THE TASK: Output every line of the material exactly, omitting images.

Start of MATERIAL SHOWN

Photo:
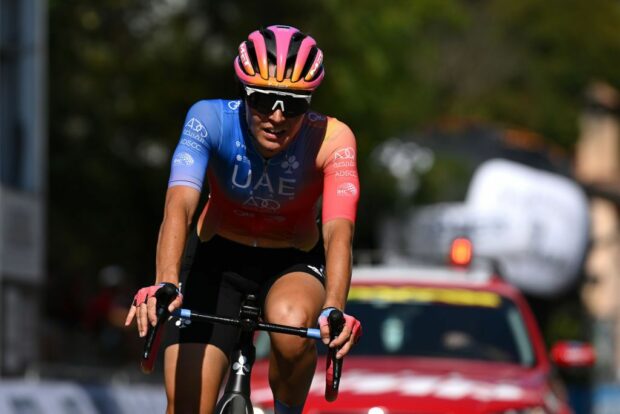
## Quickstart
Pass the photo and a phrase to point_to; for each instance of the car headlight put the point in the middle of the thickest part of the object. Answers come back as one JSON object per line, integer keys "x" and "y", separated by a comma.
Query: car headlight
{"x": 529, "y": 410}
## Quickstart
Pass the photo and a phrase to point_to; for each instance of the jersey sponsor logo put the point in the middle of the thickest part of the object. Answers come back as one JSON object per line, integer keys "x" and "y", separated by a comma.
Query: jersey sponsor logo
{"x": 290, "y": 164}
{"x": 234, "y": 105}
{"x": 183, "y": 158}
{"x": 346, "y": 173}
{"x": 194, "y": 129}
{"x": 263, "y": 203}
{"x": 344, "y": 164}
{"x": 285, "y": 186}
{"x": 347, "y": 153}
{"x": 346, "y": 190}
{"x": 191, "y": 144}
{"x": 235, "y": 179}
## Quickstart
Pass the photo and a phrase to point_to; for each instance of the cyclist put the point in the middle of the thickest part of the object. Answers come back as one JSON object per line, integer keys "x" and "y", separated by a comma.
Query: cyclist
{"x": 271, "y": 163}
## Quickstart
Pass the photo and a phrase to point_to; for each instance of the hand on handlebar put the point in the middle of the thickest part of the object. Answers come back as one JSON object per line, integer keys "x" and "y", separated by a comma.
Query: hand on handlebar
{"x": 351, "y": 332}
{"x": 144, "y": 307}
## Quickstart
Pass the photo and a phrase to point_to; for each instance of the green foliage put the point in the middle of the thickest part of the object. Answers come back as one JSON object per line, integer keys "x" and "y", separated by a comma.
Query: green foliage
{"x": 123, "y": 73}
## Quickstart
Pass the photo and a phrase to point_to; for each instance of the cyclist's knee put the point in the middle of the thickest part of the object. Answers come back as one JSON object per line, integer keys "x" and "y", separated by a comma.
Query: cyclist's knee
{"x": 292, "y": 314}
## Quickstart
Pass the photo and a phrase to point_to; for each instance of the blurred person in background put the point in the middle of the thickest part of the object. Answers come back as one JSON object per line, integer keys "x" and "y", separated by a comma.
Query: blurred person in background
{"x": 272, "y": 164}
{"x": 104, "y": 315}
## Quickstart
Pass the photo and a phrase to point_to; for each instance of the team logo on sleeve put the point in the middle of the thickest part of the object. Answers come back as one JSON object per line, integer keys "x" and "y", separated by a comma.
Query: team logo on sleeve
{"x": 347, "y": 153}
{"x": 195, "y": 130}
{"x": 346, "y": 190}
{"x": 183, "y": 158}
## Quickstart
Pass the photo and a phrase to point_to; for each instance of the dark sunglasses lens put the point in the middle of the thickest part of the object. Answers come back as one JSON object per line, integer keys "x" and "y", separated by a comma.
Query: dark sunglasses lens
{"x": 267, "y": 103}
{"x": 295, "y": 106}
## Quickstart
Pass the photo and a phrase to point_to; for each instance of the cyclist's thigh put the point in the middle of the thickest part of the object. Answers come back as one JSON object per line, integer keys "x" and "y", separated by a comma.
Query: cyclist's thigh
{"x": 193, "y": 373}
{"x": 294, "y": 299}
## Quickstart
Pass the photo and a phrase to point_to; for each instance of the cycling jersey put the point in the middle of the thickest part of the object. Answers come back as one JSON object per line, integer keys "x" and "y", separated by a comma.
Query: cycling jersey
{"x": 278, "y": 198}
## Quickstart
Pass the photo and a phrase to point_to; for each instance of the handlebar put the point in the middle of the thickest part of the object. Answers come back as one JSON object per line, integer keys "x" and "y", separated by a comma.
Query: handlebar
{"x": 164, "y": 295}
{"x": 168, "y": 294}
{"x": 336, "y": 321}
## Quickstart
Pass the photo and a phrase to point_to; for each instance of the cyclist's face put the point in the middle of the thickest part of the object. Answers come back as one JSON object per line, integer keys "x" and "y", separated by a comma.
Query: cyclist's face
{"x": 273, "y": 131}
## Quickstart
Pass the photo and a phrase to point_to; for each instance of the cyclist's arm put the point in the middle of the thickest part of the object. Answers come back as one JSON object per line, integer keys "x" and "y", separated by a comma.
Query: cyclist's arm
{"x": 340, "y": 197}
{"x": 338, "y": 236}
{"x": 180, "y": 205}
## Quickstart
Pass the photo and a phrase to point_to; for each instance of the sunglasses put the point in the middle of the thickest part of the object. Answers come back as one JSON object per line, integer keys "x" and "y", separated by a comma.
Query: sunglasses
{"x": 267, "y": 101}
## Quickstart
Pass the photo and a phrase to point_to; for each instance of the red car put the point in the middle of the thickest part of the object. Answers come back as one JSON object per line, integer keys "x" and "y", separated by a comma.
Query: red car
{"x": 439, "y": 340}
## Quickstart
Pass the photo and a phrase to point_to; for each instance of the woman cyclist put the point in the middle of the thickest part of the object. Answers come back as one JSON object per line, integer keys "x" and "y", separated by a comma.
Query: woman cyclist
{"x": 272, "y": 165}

End of MATERIAL SHOWN

EXERCISE RESPONSE:
Photo:
## Quickstart
Pass the photo and a phrase to point_to; for each instance of the car headlight put the point in the middle of the thickest part of the object. Answers come back as one JSON object per line, integer keys "x" and "y", separated by a comma.
Query: car headlight
{"x": 529, "y": 410}
## Quickstart
Pass the photo and a phrase to point_to; for each instance of the jersey sponsor logo put the point in the middle of the thickest part of the object. Answers come back as one JSON object per line, integer keys "x" and "y", separated by a comma.
Query: jersey sponsor logo
{"x": 290, "y": 164}
{"x": 234, "y": 105}
{"x": 183, "y": 158}
{"x": 346, "y": 173}
{"x": 194, "y": 129}
{"x": 263, "y": 203}
{"x": 344, "y": 164}
{"x": 285, "y": 186}
{"x": 347, "y": 153}
{"x": 346, "y": 190}
{"x": 191, "y": 144}
{"x": 235, "y": 179}
## Quickstart
Pass the photo and a phrase to point_to; for each instance of the cyclist put the point in the middle of the thickest part of the object. Answers come back as one JSON object per line, integer keys "x" and "y", separated by a comma.
Query: cyclist
{"x": 271, "y": 163}
## Quickstart
Pass the photo and a phrase to point_to; for each instance of the hand on handlebar put the point in the middle of the thickest part of the object. Answers come back as one JSON object per line, integer keys "x" and "y", separated by a comma.
Query: hand on handlebar
{"x": 351, "y": 332}
{"x": 144, "y": 307}
## Quickstart
Pass the photo and a phrase to point_to; for each instance of the green foliage put the point in the middle of the thickest part of the object. Answers come back as one JSON object per line, integer keys "x" and "y", separated by a comma.
Query: green foliage
{"x": 123, "y": 73}
## Quickstart
Pass the photo and a phrase to point_to; for each instance of the cyclist's knee put the point in the middle of the thickest part of the object. Answers come back as one JSON object per line, integer keys "x" and "y", separated by a comma.
Query: cyclist's knee
{"x": 292, "y": 314}
## Quickstart
Pass the photo and a phrase to point_to; for each instance of the blurred person in background put the point in the middle of the thickest part of the object. Answers come back as one JSON object per line, integer keys "x" and "y", separated by a comma.
Query: blurred person in background
{"x": 272, "y": 164}
{"x": 104, "y": 315}
## Quickstart
Pass the photo and a phrase to point_to; for each instance of the team logo on sleeve put the point in the middle of the thickest part of the object. Answers come back as one JSON object per line, integer keys "x" and "y", separated by a comma.
Query: team logo on sleeve
{"x": 347, "y": 153}
{"x": 195, "y": 130}
{"x": 346, "y": 190}
{"x": 183, "y": 158}
## Quickstart
Pass the photo and a phrase to point_to; for each instance of the dark sunglasses lens put the point in the middle of the thickest part of the object. Answers come back as one JSON object per line, integer keys "x" and "y", separated by a comma.
Query: dark sunglasses lens
{"x": 267, "y": 103}
{"x": 295, "y": 106}
## Quickstart
Pass the photo and a phrase to point_to; for each instance of the cyclist's thigh put the point in the middle of the thickest part of the object. Answers come back as one JSON object per line, integer keys "x" and "y", separated by a comma.
Query: cyclist's thigh
{"x": 193, "y": 373}
{"x": 294, "y": 299}
## Quickstart
Pass the photo and a phrase to point_to; for each instance of the cycling jersey put the point in the middle of the thickest part of the object. Answers come back as one JSON object per line, integer keys "x" and "y", separated by a comma.
Query: cycling jersey
{"x": 278, "y": 198}
## Quickstart
Pass the photo and a phrase to point_to; for each instance of the handlebar put the point in the middle of the thickest part of the object. Answers come back as one JSON object per line, integer keys "x" and "y", separated by a comma.
Query: handlebar
{"x": 164, "y": 295}
{"x": 168, "y": 294}
{"x": 336, "y": 321}
## Quickstart
Pass the photo and a phrase to point_to; for each instance of the cyclist's face put the point in the middle of the thickest part of the object. Answers come back as one JSON object per line, integer keys "x" and "y", separated by a comma.
Query: cyclist's face
{"x": 273, "y": 131}
## Quickstart
Pass the photo and a phrase to point_to; for each instance of the cyclist's arm put the point in the middle of the thickest part of the object. Answers come back as one JSON object per line, integer keys "x" and "y", separated by a comma.
Query: cyclist's arm
{"x": 340, "y": 197}
{"x": 338, "y": 236}
{"x": 180, "y": 205}
## Quickstart
Pass the photo and a phrase to point_to; for each instance of the sunglasses put the point in the middle of the thickest part of the object. Answers come back as one JSON object per line, integer keys "x" and "y", separated by a comma.
Query: sunglasses
{"x": 267, "y": 101}
## Quickstart
Pass the photo and a phrase to point_to; for each instance of the red car put the point in the middle of the thickest part of the object. Answers come back as one JSON object per line, integer keys "x" and "y", separated by a comma.
Query: red car
{"x": 439, "y": 340}
## Quickstart
Pass the photo and a phrase to point_to; for each instance of the woman cyclist put the point in the middle of the thickest part of the object. Answers come back as one JSON object per line, integer keys "x" and "y", separated by a comma.
Query: woman cyclist
{"x": 272, "y": 165}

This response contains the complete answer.